PROBLEM: The exercise asks for every line of the data to be reproduced exactly.

MATERIAL FOR THE TASK:
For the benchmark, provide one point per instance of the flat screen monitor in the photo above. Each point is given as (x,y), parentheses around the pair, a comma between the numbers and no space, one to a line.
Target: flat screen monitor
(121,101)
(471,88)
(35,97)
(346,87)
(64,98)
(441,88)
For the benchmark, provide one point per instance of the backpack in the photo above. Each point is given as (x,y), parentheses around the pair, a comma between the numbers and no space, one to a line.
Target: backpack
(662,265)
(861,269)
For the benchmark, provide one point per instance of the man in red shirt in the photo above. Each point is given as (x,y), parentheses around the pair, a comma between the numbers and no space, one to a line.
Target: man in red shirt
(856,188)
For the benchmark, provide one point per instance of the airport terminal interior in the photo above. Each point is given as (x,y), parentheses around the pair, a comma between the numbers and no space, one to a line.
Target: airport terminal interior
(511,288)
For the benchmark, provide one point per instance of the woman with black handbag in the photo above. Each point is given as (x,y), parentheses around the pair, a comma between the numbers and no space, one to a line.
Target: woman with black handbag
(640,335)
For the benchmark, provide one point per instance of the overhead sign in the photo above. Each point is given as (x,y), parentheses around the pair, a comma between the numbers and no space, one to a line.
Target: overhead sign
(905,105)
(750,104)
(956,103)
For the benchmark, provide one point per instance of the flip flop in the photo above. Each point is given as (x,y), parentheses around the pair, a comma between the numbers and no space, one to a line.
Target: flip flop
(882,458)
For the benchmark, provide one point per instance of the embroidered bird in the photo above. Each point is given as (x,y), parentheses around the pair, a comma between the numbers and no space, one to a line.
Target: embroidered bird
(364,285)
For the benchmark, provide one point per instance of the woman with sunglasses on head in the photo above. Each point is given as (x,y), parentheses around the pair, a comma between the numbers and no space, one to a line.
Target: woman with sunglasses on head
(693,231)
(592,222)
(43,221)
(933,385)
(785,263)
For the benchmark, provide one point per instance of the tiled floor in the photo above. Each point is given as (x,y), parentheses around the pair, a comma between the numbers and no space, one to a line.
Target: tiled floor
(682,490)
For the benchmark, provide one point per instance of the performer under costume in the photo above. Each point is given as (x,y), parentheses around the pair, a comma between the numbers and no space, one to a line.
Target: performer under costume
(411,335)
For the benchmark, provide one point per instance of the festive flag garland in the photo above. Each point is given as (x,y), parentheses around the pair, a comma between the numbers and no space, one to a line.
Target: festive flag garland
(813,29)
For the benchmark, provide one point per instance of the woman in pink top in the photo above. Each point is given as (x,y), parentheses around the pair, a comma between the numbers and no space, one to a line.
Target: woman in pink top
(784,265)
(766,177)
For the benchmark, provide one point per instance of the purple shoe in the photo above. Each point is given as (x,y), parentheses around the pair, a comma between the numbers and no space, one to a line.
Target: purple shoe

FULL RESPONSE:
For the benchmark, provide one point per instance of the flat screen monitor in the photo above. Each point is given as (x,y), parentheses around the pair, a comma between the numbers and no space, one to a line.
Target: flat screen monitor
(121,101)
(471,88)
(35,97)
(346,87)
(64,98)
(441,88)
For the benchmark, provide one point per instance of the backpack in the photo above. Each point is given as (x,y), parentheses around the pair, a comma between the numbers and no space, one to a line.
Target: backpack
(662,265)
(861,269)
For the benchmark, provide one point per instance of the man in red shirt in the photo above. Each point is given as (x,y), parentheses around the pair, a comma between the numbers and no space, one to a line.
Target: man in red shirt
(856,188)
For the benchmark, provide one point per instance of the airport terminal interior in the photo above. Each point is given as (x,y), parentheses around the pair, a comma between the numbers and no space, one to a line.
Target: airport terminal interior
(511,288)
For the benchmark, provide one point per instance of the woman with black handbag in the photo above. Each point is given as (x,y), parentheses around the pair, a comma between the numbers and no space, one to a line.
Target: woman with black handbag
(640,335)
For the benchmark, provide one point per instance of the overhead sign in the photo above. Each point is given as (x,y), parentheses around the pair, a comma between the numbers and no space, one to a line.
Target: overhead sign
(905,105)
(750,104)
(956,103)
For the benchmark, provide one point per instance of the flip flop in the photo above. Each point is given as (x,y), parentheses around the pair, a comma between the numbers and no space, one to a line.
Target: flip flop
(882,458)
For the benchmark, provide one point per instance of the embroidered bird in the photo above. Each point is given as (x,y), parentheses around the pair, a comma between the numbers and no space, one to a line.
Target: embroidered bird
(364,285)
For the benchmark, provide one point per instance of the woman with sunglasses on head in the photo above. Each point is given as (x,y), parentheses around the pair, a comma between the numbers and no space, one to a line.
Target: woman with sunglasses on head
(693,231)
(592,222)
(43,221)
(933,385)
(785,263)
For the benchmark, provide one point per instance of the tiled floor in the photo above. Each point is given as (x,y), parentheses around the pair, a comma between the numbers and no space, one to a line.
Target: tiled floor
(682,490)
For the benchmark, provide one point per instance of the performer under costume in the photo above. Each point is given as (x,y), parentheses around the pair, a comma between the numbers and no space, one to a line.
Target: performer under costume
(411,335)
For the benchmark, provide one point per instance of the festive flag garland in the photo above. Each point is given as (x,y), parentheses around the pair, a comma between the numbers and no space, one to a line.
Target: festive flag garland
(813,29)
For the benchmark, provide one point per instance of the woman in pink top in the photo above. Each point is given as (x,y), parentheses around the pair, a comma between the numbers and no space, one to a line.
Target: woman in pink top
(784,265)
(766,177)
For the benchmark, provide one point per instance of the purple shoe in the photo above. Each point is given as (x,y), parentheses around the pair, a comma between the numbers and no space, one to a line.
Target: purple shoe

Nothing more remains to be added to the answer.